*What the task requires*. Reproduce the items below verbatim, from the line containing "with red roof." up to and including the line containing "[166,181,450,260]".

------------

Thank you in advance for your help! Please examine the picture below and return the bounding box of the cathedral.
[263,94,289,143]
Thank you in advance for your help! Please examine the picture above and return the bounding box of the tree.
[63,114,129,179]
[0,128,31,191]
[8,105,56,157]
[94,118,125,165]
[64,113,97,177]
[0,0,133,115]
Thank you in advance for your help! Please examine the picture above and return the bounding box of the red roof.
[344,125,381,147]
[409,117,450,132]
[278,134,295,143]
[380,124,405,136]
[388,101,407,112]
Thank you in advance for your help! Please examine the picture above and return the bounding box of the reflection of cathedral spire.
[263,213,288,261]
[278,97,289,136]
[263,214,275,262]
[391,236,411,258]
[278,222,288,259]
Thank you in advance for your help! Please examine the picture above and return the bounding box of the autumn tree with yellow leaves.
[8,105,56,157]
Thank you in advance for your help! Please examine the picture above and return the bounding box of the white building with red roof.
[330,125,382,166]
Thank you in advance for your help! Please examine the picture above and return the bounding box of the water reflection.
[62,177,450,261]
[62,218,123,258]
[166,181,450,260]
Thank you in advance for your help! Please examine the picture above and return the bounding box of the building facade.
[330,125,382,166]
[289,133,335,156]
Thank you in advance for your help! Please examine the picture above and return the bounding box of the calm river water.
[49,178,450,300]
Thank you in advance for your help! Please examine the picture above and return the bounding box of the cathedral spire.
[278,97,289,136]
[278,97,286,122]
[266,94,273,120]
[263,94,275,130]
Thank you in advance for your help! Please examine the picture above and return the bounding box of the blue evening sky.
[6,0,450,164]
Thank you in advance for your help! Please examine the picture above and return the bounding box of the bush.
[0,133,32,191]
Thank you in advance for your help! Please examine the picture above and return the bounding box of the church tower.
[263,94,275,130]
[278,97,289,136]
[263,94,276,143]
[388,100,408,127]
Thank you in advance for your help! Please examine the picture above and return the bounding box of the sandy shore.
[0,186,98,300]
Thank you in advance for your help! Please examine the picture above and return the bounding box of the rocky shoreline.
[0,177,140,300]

------------

*Exercise answer*.
Thank you in advance for your help! Please examine the picture above and return the bounding box of the white building with red roof.
[330,125,382,166]
Thank you in advance for your help! Please examine the picture above and return the bounding box of the water reflection.
[62,177,450,261]
[62,218,123,258]
[166,181,450,260]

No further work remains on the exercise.